Exercise requirements
List, in full, each line of the data below that contains the string "trash".
——
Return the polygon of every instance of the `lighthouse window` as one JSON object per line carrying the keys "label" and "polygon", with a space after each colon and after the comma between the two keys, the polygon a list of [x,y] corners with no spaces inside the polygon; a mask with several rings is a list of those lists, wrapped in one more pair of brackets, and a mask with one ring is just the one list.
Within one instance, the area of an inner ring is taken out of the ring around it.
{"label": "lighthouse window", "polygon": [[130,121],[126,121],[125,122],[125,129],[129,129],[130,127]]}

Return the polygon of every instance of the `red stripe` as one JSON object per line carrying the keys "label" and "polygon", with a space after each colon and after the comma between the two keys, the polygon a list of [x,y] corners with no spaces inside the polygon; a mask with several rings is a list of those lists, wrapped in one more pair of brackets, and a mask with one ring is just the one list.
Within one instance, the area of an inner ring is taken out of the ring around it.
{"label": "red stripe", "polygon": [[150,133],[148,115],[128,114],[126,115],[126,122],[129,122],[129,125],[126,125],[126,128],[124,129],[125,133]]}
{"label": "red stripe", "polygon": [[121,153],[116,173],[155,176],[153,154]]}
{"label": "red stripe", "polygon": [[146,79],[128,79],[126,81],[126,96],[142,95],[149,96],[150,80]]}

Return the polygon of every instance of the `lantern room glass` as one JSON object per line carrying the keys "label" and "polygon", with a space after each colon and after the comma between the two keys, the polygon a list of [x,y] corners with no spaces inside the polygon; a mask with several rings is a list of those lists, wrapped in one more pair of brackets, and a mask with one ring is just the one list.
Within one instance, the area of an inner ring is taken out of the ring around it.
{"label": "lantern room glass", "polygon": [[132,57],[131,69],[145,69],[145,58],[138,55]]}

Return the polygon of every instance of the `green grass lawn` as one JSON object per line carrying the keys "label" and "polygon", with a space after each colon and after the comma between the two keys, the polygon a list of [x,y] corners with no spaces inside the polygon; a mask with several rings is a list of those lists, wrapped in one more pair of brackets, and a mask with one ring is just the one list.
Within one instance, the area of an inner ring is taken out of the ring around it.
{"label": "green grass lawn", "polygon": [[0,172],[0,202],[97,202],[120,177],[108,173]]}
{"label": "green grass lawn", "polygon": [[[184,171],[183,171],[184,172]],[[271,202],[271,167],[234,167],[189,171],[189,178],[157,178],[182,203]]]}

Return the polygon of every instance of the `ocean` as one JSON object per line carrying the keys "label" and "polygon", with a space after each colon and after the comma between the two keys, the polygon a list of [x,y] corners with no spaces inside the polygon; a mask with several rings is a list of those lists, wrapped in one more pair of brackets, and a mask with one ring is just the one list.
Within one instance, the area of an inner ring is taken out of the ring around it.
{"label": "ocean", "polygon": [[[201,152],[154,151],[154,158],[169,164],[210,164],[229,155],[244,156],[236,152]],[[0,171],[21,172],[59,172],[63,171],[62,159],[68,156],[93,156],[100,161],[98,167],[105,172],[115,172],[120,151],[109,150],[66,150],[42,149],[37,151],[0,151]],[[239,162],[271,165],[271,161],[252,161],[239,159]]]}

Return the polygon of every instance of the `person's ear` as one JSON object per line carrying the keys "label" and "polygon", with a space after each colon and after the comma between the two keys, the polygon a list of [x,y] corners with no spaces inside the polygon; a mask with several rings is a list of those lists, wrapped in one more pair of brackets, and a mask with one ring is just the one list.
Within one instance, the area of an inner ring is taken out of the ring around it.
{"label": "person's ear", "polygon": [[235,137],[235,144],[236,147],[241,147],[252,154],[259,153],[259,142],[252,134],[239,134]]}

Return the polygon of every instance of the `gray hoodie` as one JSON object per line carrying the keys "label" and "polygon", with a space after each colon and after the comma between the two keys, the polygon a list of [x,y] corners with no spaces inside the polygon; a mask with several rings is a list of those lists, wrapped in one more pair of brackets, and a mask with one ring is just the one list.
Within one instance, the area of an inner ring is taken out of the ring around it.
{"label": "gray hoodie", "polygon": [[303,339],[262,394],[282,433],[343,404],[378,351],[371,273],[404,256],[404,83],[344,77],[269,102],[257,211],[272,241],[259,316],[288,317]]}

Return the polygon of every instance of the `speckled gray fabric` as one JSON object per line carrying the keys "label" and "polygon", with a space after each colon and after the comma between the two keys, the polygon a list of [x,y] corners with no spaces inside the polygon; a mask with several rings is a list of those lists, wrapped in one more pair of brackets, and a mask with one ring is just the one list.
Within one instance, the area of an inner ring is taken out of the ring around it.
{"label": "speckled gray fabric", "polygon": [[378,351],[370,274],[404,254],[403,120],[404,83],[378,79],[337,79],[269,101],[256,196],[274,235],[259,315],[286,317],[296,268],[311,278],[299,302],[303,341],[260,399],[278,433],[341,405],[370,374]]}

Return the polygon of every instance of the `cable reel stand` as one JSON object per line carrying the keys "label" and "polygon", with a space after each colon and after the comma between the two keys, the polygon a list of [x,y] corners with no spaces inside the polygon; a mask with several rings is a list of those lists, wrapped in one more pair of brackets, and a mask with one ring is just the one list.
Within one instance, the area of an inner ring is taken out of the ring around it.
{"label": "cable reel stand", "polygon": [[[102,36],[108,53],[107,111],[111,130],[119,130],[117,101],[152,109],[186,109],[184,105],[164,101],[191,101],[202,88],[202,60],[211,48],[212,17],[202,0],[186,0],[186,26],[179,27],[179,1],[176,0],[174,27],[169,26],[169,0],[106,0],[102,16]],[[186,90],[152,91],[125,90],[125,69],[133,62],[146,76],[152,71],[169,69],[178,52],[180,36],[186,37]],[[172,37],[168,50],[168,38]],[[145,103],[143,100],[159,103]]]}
——
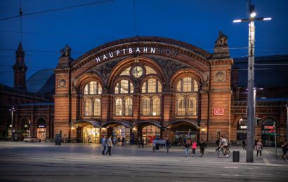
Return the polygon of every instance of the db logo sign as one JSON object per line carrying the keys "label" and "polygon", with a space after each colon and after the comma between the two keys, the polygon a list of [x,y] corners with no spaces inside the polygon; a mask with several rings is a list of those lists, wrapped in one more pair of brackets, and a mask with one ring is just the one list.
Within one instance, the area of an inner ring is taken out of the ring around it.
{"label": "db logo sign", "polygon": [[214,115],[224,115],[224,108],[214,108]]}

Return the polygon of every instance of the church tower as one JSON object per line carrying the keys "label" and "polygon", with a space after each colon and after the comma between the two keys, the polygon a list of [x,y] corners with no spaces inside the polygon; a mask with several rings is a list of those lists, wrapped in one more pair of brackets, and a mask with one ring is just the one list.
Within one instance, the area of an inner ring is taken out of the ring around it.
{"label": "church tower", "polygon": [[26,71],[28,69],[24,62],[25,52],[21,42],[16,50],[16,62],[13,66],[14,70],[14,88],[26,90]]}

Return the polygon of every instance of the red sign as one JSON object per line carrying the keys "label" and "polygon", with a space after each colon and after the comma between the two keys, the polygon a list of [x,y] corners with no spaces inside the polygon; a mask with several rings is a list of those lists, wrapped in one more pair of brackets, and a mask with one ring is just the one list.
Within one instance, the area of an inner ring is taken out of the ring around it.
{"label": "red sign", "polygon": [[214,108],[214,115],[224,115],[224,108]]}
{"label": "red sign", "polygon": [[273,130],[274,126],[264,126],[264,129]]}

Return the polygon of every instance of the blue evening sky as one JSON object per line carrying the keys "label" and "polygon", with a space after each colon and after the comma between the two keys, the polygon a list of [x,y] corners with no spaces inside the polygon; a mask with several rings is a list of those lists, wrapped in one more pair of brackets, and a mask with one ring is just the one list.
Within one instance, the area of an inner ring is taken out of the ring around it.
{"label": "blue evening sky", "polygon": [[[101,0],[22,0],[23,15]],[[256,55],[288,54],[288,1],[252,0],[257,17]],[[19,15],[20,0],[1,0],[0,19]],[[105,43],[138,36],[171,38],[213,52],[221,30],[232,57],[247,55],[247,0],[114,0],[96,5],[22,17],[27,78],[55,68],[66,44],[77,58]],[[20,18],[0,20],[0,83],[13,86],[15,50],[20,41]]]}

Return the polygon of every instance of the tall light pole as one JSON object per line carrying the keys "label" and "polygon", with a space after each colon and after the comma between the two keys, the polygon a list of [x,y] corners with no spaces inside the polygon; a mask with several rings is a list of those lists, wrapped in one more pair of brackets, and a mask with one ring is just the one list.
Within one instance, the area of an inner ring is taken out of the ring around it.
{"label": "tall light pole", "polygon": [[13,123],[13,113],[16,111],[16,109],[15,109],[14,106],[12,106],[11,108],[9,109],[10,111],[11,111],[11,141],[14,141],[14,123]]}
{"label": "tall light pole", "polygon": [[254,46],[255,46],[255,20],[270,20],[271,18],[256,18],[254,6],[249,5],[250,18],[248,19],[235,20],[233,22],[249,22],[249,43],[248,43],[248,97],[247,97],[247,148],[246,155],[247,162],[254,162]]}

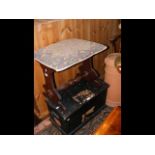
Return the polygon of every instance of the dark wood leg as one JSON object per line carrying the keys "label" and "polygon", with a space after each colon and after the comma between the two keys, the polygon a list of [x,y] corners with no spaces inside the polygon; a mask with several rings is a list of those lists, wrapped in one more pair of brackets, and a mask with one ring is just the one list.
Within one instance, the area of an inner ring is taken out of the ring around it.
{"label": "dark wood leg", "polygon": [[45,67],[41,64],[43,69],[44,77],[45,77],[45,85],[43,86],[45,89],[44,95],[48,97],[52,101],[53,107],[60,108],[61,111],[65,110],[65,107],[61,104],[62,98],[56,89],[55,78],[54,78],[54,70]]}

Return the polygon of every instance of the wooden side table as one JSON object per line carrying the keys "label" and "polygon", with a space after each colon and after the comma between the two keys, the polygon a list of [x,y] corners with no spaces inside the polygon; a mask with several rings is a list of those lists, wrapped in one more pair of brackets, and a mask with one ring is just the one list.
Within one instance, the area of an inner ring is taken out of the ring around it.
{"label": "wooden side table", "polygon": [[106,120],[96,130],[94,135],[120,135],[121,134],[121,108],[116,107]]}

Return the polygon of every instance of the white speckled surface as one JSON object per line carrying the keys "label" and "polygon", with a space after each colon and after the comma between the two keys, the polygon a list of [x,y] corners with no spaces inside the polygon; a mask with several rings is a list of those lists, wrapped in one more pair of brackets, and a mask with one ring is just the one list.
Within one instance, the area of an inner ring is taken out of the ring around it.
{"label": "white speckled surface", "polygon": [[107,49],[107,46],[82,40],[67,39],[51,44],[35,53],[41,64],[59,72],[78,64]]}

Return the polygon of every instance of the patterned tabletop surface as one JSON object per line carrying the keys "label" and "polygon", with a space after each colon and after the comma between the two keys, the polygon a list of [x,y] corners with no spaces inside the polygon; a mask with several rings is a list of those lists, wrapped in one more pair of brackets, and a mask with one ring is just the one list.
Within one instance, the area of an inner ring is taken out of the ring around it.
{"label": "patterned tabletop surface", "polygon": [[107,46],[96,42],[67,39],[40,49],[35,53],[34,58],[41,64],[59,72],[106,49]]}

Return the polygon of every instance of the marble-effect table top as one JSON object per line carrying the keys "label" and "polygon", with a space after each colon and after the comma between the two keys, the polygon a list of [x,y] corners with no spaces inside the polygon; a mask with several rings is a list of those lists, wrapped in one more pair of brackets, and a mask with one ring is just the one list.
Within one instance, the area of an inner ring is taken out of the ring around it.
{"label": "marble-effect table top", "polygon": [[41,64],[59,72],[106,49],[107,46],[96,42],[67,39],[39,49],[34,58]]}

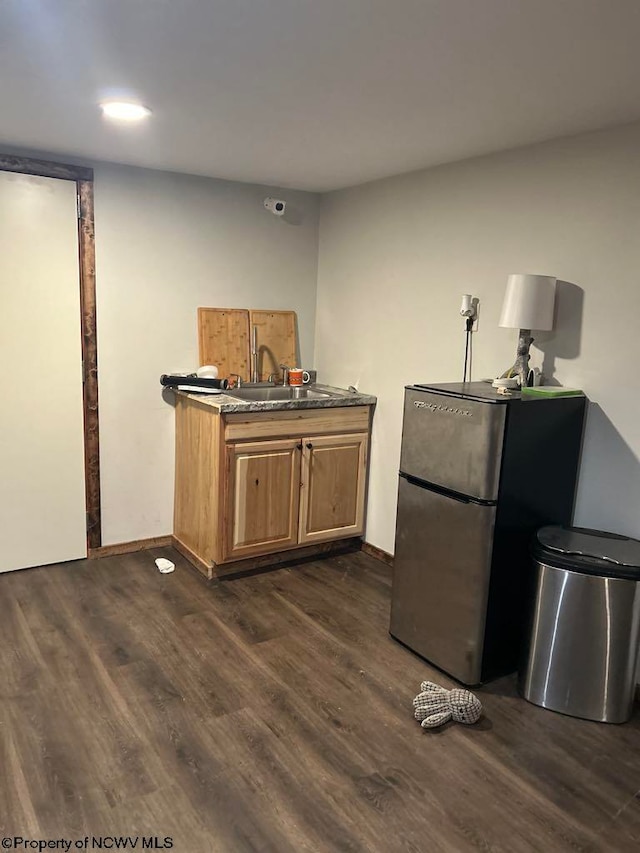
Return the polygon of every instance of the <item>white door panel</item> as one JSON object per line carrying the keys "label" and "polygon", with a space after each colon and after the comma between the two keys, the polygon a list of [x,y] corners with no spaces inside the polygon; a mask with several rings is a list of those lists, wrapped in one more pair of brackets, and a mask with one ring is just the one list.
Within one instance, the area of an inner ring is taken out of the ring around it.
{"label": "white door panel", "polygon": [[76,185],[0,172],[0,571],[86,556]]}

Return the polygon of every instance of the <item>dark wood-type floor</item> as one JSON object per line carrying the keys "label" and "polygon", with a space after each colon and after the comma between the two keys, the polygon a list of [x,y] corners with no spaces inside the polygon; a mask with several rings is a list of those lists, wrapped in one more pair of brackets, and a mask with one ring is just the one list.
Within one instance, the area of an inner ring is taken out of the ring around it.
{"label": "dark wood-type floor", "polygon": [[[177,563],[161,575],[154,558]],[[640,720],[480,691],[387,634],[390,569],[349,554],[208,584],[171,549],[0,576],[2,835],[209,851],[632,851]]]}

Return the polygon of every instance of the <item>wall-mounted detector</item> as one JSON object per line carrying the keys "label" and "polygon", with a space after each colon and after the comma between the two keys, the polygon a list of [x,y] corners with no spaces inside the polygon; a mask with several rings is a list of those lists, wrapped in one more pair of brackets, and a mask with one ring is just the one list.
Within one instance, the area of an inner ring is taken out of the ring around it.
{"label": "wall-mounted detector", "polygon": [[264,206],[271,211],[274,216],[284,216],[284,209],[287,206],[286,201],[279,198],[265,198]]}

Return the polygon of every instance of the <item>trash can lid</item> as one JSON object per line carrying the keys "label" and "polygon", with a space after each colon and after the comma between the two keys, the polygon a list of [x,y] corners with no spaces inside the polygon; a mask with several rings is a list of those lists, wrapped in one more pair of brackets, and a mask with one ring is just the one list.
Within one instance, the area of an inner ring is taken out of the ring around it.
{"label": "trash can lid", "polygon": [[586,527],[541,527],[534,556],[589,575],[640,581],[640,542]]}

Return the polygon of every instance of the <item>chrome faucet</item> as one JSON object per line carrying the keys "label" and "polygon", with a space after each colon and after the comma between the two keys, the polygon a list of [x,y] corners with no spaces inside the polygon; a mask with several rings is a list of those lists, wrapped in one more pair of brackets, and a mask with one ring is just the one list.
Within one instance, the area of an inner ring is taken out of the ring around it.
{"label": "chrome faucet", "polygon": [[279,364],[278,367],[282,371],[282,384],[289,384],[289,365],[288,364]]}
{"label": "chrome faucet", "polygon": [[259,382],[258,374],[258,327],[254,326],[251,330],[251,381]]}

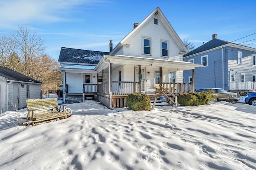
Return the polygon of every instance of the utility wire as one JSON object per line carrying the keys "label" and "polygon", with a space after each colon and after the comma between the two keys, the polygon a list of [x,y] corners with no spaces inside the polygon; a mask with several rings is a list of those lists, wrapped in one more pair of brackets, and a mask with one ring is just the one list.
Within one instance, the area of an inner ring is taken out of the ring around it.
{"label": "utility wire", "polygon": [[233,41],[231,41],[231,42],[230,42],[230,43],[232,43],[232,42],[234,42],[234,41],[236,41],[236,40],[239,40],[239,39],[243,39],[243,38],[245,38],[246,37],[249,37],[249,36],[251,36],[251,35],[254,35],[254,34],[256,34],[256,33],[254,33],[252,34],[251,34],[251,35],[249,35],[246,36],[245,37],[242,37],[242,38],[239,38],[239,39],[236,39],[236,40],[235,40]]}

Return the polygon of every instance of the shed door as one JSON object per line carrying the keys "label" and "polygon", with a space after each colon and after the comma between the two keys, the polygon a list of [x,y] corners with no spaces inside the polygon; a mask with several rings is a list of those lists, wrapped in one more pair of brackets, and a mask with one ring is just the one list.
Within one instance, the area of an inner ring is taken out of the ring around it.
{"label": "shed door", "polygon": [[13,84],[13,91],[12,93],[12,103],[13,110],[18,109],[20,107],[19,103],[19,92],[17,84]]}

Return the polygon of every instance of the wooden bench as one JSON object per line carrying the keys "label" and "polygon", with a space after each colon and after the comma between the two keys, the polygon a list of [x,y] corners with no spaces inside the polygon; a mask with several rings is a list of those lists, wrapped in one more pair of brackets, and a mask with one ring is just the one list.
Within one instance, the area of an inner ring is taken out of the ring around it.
——
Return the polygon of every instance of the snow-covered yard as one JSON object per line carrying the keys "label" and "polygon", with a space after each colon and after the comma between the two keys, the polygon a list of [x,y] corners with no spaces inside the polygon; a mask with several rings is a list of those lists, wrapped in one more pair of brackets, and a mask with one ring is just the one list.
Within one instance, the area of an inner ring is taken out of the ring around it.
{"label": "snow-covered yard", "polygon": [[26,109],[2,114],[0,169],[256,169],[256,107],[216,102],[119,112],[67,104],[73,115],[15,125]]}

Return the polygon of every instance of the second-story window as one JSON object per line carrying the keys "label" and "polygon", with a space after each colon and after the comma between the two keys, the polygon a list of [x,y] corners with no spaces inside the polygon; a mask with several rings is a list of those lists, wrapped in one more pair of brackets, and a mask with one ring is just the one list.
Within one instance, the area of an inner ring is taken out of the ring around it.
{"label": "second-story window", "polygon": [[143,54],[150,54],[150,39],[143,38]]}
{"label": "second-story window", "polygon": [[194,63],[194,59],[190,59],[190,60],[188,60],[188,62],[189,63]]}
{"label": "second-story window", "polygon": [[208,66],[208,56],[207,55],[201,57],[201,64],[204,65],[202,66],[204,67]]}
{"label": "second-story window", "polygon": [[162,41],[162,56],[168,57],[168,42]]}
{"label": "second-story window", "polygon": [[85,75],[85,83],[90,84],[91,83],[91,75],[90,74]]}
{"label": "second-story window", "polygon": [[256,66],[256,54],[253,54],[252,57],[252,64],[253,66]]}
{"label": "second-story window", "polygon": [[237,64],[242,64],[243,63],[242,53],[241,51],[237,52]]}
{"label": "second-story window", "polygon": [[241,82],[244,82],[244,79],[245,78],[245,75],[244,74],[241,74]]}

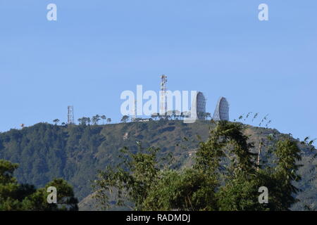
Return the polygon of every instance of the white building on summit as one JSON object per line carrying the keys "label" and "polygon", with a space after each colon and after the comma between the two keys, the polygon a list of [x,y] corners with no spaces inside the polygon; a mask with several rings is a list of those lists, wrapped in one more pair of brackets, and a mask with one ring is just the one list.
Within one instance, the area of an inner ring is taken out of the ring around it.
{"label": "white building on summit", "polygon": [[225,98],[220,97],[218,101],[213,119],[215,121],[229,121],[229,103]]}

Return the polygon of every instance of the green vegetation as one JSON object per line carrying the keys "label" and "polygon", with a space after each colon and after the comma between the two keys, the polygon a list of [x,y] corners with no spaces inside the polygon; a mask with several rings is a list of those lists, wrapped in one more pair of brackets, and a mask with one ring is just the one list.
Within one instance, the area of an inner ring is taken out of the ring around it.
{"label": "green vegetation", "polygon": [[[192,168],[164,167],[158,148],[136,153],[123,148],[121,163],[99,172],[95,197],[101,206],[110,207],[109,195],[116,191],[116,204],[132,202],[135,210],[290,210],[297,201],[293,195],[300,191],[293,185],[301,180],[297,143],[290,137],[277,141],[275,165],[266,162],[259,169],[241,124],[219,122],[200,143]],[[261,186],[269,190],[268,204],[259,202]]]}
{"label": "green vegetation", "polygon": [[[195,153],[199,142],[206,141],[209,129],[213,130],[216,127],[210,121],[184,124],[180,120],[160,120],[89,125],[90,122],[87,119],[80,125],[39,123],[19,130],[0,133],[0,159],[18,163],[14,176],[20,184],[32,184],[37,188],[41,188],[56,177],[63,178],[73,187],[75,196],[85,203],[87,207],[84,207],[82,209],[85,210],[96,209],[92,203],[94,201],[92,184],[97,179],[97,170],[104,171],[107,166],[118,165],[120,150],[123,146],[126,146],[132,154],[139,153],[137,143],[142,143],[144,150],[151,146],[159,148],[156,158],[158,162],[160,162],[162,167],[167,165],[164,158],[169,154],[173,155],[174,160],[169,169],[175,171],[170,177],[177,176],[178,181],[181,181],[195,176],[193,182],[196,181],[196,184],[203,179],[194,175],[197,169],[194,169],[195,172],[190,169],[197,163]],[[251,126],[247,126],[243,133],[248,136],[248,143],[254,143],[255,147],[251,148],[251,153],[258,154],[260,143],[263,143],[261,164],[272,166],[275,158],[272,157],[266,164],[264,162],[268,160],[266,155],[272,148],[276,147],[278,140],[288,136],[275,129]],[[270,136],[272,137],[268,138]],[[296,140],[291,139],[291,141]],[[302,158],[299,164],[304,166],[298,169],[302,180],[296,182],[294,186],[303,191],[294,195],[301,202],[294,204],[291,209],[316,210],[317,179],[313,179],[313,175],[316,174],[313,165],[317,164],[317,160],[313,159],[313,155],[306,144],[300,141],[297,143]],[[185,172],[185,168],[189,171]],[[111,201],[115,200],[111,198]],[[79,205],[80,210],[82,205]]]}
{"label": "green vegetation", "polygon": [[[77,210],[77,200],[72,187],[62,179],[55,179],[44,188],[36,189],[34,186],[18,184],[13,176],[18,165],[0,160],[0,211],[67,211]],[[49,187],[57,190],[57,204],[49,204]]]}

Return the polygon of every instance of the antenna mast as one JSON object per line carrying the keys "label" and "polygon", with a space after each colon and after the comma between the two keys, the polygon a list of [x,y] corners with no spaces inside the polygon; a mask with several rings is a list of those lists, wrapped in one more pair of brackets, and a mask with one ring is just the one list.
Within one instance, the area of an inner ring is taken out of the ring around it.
——
Worked solution
Return the polygon of every instance of the <item>trash can lid</item> as one JSON object per line carrying the keys "label" and "polygon", with a space after each colon and after the comma between the two keys, the polygon a list of [x,y] corners with no spaces inside the polygon; a mask with several rings is a list of those lists, wrapped in one more pair of brackets, and a mask with one ring is just the one list.
{"label": "trash can lid", "polygon": [[586,527],[541,527],[534,556],[589,575],[640,581],[640,542]]}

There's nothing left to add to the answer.